▸ **ARTICLE**
↓

Mature: Battle-tested at enormous scale (Netflix, Uber, GitHub)

Weaknesses

Operational Complexity: Requires dedicated team

Operational tasks:
- Managing cluster health
- Shard allocation
- Index lifecycle management
- JVM heap tuning
- Backup and recovery
- Upgrades (complex)
- Performance tuning

Resource Intensive: High CPU and memory requirements

Typical cluster for 50GB/day:
- 3 master nodes: 2 CPU, 2GB RAM each
- 3 data nodes: 4 CPU, 8GB RAM each
- 500GB storage per data node

Total: 18 CPU, 30GB RAM, 1.5TB storage
Cost: ~$1,500-2,000/month (AWS/GCP)

Storage Costs: Indexes are storage-expensive

Log volume vs storage:
- Raw logs: 50 GB/day
- Indexed in Elasticsearch: 150 GB/day (3x)
- 30 days retention: 4.5 TB

When to Use ELK

✓ Need powerful full-text search
✓ Complex queries and aggregations
✓ Rich dashboards and visualizations
✓ Have dedicated DevOps/SRE team
✓ Budget for infrastructure
✓ Need mature ecosystem (alerts, ML, APM)

↑

▸ **DATA FOR THIS TASK**
↓

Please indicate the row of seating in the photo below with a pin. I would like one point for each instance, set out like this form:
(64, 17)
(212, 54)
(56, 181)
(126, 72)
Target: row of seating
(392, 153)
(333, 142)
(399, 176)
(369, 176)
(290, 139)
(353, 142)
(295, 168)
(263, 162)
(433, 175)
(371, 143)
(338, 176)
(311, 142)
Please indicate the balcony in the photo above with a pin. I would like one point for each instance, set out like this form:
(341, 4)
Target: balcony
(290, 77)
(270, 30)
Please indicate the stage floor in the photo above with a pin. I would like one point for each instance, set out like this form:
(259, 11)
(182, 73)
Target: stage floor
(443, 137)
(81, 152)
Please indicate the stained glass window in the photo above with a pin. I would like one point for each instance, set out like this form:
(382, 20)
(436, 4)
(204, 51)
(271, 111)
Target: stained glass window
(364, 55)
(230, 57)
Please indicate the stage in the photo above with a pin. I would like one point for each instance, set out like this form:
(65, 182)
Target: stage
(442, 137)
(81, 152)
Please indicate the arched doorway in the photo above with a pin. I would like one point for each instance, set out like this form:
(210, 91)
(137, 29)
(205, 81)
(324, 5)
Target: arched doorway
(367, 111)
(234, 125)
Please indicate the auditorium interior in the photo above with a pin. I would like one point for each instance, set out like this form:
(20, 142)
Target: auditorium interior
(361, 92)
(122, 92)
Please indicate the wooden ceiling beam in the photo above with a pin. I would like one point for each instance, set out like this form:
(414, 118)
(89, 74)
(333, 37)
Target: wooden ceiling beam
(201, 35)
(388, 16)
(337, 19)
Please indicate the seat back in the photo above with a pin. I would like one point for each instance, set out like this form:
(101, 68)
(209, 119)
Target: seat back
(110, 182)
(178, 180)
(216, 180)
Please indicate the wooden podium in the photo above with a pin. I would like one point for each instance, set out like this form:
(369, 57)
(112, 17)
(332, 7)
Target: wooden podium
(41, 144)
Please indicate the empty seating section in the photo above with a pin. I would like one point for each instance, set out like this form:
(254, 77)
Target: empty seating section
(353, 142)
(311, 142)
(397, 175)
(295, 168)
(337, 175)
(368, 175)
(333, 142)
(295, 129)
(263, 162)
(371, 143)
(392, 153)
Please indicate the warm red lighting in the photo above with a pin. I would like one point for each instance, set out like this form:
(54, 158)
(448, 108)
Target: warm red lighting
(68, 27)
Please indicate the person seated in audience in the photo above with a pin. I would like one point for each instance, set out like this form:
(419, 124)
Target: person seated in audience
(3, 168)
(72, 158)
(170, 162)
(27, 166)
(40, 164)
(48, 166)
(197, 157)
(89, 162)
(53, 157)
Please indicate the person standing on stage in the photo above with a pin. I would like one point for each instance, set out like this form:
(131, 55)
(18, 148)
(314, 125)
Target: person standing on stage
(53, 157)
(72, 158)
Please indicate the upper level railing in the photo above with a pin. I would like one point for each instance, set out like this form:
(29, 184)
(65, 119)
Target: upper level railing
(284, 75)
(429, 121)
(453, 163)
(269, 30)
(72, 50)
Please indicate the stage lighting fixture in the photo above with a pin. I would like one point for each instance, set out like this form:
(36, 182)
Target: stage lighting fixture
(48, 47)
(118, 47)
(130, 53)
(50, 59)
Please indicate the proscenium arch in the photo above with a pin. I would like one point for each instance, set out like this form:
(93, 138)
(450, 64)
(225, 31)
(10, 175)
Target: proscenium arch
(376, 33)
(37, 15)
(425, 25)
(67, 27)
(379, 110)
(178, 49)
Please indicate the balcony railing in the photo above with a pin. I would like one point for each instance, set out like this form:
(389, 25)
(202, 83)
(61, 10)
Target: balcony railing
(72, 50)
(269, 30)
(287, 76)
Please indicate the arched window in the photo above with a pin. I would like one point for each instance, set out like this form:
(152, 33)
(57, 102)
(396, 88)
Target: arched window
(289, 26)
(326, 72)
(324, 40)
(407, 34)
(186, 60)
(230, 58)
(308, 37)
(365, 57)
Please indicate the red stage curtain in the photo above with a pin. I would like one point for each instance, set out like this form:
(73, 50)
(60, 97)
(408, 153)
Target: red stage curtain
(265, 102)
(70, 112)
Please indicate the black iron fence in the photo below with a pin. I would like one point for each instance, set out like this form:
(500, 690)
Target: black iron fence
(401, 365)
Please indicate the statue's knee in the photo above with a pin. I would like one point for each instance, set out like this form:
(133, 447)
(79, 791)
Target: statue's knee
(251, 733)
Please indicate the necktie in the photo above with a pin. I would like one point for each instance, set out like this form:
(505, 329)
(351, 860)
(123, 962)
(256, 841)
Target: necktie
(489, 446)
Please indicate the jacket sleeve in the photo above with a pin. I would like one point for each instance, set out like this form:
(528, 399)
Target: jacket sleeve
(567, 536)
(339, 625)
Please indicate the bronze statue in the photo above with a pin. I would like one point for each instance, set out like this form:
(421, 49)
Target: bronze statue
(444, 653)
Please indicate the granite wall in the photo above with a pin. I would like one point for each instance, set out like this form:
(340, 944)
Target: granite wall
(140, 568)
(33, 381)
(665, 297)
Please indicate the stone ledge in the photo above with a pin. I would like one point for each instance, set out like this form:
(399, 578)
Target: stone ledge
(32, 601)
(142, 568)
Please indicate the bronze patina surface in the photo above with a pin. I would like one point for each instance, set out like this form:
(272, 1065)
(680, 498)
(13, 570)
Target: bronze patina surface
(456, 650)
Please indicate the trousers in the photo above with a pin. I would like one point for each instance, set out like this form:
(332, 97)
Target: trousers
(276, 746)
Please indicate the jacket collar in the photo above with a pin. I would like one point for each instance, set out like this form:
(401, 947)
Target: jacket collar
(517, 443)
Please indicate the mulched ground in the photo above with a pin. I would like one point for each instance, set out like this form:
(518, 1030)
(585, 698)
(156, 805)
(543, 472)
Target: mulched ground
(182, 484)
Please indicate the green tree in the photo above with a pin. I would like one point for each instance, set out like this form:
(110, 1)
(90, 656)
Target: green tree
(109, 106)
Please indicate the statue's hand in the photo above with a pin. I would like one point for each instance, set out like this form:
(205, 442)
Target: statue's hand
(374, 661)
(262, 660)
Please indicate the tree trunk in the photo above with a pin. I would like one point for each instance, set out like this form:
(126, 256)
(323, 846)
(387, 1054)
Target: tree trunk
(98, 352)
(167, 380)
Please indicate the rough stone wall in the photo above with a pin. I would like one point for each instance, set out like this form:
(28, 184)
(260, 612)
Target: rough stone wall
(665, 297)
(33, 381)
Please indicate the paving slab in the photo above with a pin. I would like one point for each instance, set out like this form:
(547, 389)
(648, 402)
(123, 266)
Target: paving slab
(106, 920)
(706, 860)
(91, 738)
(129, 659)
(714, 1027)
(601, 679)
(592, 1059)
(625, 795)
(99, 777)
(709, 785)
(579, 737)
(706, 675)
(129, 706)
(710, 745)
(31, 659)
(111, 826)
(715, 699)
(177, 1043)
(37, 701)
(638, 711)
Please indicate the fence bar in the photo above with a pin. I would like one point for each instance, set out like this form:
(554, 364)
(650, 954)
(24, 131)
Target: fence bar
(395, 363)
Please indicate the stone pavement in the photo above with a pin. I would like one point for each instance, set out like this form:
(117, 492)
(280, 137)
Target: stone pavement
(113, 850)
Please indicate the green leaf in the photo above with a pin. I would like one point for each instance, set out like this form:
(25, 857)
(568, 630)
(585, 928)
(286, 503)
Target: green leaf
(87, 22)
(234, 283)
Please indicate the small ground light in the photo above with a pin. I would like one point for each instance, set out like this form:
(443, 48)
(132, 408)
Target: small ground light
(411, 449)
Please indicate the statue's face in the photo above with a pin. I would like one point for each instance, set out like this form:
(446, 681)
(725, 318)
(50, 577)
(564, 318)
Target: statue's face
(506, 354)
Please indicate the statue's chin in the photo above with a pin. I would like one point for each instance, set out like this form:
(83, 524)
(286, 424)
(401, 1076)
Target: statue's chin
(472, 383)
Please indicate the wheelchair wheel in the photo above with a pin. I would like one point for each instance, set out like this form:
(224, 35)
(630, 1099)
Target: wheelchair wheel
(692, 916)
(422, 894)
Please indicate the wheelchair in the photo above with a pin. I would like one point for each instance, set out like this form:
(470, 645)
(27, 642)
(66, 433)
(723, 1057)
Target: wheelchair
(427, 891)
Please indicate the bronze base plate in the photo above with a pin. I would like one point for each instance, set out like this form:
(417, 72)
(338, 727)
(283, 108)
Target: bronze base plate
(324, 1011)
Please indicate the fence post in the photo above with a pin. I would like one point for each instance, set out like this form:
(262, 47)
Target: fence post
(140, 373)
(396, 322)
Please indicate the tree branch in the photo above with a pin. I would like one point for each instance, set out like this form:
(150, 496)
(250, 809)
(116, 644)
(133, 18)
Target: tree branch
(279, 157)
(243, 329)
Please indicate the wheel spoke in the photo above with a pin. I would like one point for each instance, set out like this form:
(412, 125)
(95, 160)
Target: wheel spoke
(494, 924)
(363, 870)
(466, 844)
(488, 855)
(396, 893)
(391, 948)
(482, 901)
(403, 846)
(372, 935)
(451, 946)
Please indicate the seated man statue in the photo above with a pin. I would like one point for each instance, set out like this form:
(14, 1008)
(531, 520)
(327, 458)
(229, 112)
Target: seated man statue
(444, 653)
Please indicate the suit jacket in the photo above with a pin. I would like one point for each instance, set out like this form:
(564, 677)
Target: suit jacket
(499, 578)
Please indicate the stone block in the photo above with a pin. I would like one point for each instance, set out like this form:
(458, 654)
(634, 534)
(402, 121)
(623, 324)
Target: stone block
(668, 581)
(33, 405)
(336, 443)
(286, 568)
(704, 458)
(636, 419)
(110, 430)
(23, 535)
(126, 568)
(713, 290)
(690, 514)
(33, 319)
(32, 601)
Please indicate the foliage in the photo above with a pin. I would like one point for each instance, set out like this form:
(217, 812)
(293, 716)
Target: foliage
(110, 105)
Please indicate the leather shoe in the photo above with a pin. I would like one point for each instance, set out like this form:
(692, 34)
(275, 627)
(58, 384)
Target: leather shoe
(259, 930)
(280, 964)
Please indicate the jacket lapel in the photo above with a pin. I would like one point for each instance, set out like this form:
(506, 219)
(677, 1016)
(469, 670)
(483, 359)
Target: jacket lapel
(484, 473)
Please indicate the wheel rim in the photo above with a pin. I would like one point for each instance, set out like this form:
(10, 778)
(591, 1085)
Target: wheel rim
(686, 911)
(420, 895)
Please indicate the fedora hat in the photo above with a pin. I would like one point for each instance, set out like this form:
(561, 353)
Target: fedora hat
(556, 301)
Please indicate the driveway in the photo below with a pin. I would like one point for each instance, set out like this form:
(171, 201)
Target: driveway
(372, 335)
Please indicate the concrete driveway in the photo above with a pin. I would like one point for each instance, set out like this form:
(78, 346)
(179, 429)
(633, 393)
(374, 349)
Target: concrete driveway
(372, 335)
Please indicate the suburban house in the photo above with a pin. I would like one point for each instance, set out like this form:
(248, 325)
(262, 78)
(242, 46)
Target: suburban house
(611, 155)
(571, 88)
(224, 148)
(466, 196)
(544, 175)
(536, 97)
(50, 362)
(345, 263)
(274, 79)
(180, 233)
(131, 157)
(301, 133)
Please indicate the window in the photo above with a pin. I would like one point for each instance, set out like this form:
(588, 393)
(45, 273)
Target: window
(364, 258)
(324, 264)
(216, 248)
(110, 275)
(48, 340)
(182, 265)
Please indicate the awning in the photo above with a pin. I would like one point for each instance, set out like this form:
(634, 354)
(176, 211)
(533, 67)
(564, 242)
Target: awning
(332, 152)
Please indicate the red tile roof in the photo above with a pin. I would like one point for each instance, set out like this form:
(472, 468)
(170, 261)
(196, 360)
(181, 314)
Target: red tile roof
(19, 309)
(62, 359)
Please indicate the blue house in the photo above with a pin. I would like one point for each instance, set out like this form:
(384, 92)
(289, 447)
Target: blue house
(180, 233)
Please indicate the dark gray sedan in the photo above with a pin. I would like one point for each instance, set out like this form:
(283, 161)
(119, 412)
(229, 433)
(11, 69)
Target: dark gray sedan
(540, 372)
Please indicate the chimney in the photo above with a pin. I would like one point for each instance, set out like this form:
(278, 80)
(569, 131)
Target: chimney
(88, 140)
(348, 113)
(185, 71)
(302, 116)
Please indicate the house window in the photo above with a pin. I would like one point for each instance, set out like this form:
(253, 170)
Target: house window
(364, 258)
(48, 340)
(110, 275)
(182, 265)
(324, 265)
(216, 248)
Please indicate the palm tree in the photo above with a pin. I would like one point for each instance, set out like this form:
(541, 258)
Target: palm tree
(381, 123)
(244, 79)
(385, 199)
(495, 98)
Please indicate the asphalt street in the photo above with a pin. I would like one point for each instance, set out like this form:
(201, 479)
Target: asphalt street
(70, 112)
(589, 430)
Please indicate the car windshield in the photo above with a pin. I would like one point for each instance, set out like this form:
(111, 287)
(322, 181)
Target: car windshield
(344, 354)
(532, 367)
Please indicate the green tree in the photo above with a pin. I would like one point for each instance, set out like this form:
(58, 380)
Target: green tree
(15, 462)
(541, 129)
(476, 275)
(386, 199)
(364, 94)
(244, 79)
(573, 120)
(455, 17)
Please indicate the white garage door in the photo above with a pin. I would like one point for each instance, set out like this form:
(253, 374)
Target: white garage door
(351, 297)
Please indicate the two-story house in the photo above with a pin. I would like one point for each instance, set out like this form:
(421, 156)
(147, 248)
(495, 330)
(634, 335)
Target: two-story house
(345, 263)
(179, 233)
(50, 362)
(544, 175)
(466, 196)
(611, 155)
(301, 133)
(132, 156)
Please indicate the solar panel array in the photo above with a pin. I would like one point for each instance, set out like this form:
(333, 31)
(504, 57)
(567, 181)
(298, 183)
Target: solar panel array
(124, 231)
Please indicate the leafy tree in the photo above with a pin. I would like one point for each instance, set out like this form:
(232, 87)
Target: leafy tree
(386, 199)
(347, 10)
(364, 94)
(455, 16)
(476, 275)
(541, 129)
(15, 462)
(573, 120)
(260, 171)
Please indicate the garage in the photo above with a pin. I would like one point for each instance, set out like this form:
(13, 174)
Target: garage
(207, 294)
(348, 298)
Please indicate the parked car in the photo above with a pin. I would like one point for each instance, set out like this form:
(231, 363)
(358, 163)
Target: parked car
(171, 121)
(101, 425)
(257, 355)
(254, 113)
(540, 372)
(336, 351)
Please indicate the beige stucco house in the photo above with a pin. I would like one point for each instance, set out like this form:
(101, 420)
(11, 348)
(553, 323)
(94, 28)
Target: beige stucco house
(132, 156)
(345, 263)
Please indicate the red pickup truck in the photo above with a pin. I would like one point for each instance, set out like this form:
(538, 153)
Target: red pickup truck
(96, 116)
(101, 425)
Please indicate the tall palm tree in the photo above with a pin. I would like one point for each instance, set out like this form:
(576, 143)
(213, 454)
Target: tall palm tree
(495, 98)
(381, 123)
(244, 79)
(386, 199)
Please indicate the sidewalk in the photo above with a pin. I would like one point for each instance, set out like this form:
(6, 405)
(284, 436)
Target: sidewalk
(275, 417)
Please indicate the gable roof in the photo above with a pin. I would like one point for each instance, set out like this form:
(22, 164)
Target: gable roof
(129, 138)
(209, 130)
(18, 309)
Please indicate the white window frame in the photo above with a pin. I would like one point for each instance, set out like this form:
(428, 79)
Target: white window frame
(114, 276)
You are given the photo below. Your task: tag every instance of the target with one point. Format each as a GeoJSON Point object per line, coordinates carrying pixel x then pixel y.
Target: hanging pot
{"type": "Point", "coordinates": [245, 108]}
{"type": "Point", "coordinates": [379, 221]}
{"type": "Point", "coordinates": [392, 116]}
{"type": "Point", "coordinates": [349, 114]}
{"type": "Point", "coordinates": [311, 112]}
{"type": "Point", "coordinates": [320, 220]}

↑

▸ **WORK TO COMPLETE**
1 – According to the ELK overview, how much storage do 30 days of retention take when 50 GB of raw logs arrive per day?
2 – Reproduce the records word for word, covering the stretch from the line containing "Please indicate the red pickup" through the end of the records.

▸ **OUTPUTS FOR THE TASKS**
1 – 4.5 TB

2 –
Please indicate the red pickup truck in the photo above with a pin. I would like one point for each instance, set out like this form:
(538, 153)
Target: red pickup truck
(96, 116)
(101, 425)
Please indicate the tall palm tree in the photo above with a pin. I would like one point for each instance, set out like this form:
(576, 143)
(213, 454)
Target: tall palm tree
(495, 98)
(381, 123)
(244, 79)
(386, 199)
Please indicate the sidewalk in the photo above with a pin. I would like one point for each instance, set out like this form:
(6, 405)
(284, 436)
Target: sidewalk
(275, 417)
Please indicate the gable roof in the photo above with a pin. I would like one point for each instance, set out like this form:
(22, 164)
Target: gable roof
(129, 138)
(209, 130)
(18, 309)
Please indicate the white window frame in the photo above with a pin. I would like one point for each instance, set out like this form:
(428, 79)
Target: white window frame
(114, 276)
You are given the photo below. Your task: tag every instance of the target with one point. Format each as a GeoJSON Point object per line, coordinates carrying pixel x then pixel y.
Target: hanging pot
{"type": "Point", "coordinates": [245, 108]}
{"type": "Point", "coordinates": [379, 221]}
{"type": "Point", "coordinates": [392, 116]}
{"type": "Point", "coordinates": [349, 114]}
{"type": "Point", "coordinates": [311, 112]}
{"type": "Point", "coordinates": [320, 220]}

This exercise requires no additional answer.